## TASK INSTRUCTIONS
Reproduce all lines of the listing below in which the word "windshield" occurs.

## DATA SUPPLIED
————

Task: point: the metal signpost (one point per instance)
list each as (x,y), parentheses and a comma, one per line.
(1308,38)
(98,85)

————

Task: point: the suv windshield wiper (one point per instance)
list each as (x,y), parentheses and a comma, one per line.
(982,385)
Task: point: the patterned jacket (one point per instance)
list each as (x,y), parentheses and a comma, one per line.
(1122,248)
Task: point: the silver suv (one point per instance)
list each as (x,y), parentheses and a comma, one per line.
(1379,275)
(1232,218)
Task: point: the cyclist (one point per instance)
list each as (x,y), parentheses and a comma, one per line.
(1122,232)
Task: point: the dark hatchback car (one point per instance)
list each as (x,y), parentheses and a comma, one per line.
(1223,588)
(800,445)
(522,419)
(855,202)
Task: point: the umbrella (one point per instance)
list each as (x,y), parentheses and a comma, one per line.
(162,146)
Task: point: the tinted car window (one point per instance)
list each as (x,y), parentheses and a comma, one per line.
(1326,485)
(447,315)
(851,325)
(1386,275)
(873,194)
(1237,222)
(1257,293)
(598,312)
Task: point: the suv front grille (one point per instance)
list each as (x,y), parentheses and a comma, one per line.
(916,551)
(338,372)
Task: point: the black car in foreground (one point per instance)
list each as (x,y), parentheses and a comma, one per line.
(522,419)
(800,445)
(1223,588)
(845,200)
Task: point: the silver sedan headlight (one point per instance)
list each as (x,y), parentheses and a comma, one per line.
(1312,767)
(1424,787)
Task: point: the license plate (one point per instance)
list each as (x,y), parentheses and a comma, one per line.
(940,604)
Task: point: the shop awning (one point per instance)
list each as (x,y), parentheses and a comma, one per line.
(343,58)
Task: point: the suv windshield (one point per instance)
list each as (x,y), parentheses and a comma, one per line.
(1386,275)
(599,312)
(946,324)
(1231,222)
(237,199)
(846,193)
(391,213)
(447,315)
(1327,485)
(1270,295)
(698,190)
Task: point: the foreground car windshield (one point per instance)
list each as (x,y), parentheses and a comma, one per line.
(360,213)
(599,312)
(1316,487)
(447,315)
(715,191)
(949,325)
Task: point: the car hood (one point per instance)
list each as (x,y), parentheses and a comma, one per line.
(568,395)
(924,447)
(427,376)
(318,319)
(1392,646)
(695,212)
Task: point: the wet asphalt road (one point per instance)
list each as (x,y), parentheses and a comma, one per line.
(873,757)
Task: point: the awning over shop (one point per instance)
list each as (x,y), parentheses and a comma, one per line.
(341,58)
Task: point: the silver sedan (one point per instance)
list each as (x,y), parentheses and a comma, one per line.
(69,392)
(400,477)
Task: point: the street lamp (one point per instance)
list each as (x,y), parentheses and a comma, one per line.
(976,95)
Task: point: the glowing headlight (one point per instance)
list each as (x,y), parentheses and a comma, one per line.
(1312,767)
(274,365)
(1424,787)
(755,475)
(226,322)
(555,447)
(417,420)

————

## RESPONSE BELOW
Task: point: the suv windshield wiper (one point per instance)
Task: point: the suv windshield (one point per instance)
Task: point: the foreground car windshield (one point per instance)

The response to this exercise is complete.